What you need to do:
1 – Answer each question from the Lotus v. Borland article, one answer per line, marked (a), (b) and (c).
(a) On what date did Lotus file suit in the District Court?
(b) Which competing product did the menu in Quattro Pro's compatibility mode imitate?
(c) Which justice took no part in the consideration or decision of the case?
2 – List every associate justice named under the court membership in the Lotus v. Borland article.
3 – Reproduce the portion of the Lotus v. Borland article between "- Citations: 516" and "equally divided Court.", inclusive.

--- start of Source passage ---

- Supreme Court of the United States

Argued January 8, 1996 Decided January 16, 1996
- Full case name: Lotus Development Corporation v. Borland International, Inc.
- Citations: 516 U.S. 233 (more) 116 S. Ct. 804; 133 L. Ed. 2d 610; 1996 U.S. LEXIS 470

Case history
- Prior: Lotus claimed copyright infringement by Borland's Quattro Pro product. The district court ruled for Lotus. 831 F. Supp. 202 (D.Mass.1993). The First Circuit reversed, finding that the allegedly infringing features of Quattro Pro were a "method of operation" not subject to copyright. 49 F.3d 807 (1st Cir. 1995). Lotus petitioned the Supreme Court for a writ of certiorari, which was granted; however, because of a split opinion, the Supreme Court affirmed.

Holding
- The judgment of the United States Court of Appeals for the First Circuit is affirmed by an equally divided Court.

Court membership
- Chief Justice William Rehnquist Associate Justices John P. Stevens · Sandra Day O'Connor Antonin Scalia · Anthony Kennedy David Souter · Clarence Thomas Ruth Bader Ginsburg · Stephen Breyer

Case opinion
- Per curiam
- Stevens took no part in the consideration or decision of the case.

Laws applied
- 17 U.S.C. section 102(b)

= Lotus Development Corp. v. Borland International, Inc. =

Lotus Development Corp. v. Borland International, Inc., 516 U.S. 233 (1996), is a United States Supreme Court case that tested the extent of software copyright. The lower court had held that copyright does not extend to the user interface of a computer program, such as the text and layout of menus. Due to the recusal of one justice, the Supreme Court decided the case with an eight-member bench split evenly, leaving the lower court's decision affirmed but setting no national precedent.

==Background information==
Borland released a spreadsheet product, Quattro Pro, with a compatibility mode in which its menu imitated Lotus 1-2-3, a competing product. None of the source code or machine code that generated the menus was copied, but the names of the commands and the organization of those commands into a hierarchy were virtually identical.

Quattro Pro also contained a "Key Reader" feature, which allowed it to execute Lotus 1-2-3 keyboard macros. To support this feature, Quattro Pro's code contained a copy of Lotus's menu hierarchy in which each command was represented by its first letter instead of its entire name.

Borland CEO Philippe Kahn took the case to the software development community arguing that Lotus's position would stifle innovation and damage the future of software development. The vast majority of the software development community supported Borland's position.

==District Court case==
Lotus filed suit in the United States District Court for the District of Massachusetts on July 2, 1990, claiming that the structure of the menus was copyrighted by Lotus. The district court ruled that Borland had infringed Lotus's copyright. The ruling was based in part on the fact that an alternative satisfactory menu structure could be designed. For example, the "Quit" command could be changed to "Exit".

Borland immediately removed the Lotus-based menu system from Quattro Pro, but retained support for its "Key Reader" feature, and Lotus filed a supplemental claim against this feature. A district court held that this also constituted copyright infringement.

==Circuit Court case==
Borland appealed the decision of the district court arguing that the menu hierarchy is a "method of operation", which is not copyrightable according to 17 U.S.C. § 102(b).

--- end of Source passage ---
--- start of Data shown ---

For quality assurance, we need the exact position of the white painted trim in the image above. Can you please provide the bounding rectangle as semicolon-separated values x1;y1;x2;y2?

--- end of Data shown ---

Replies:
1 –
(a) July 2, 1990
(b) Lotus 1-2-3
(c) Stevens

2 –
John P. Stevens
Sandra Day O'Connor
Antonin Scalia
Anthony Kennedy
David Souter
Clarence Thomas
Ruth Bader Ginsburg
Stephen Breyer

3 –
- Citations: 516 U.S. 233 (more) 116 S. Ct. 804; 133 L. Ed. 2d 610; 1996 U.S. LEXIS 470

Case history
- Prior: Lotus claimed copyright infringement by Borland's Quattro Pro product. The district court ruled for Lotus. 831 F. Supp. 202 (D.Mass.1993). The First Circuit reversed, finding that the allegedly infringing features of Quattro Pro were a "method of operation" not subject to copyright. 49 F.3d 807 (1st Cir. 1995). Lotus petitioned the Supreme Court for a writ of certiorari, which was granted; however, because of a split opinion, the Supreme Court affirmed.

Holding
- The judgment of the United States Court of Appeals for the First Circuit is affirmed by an equally divided Court.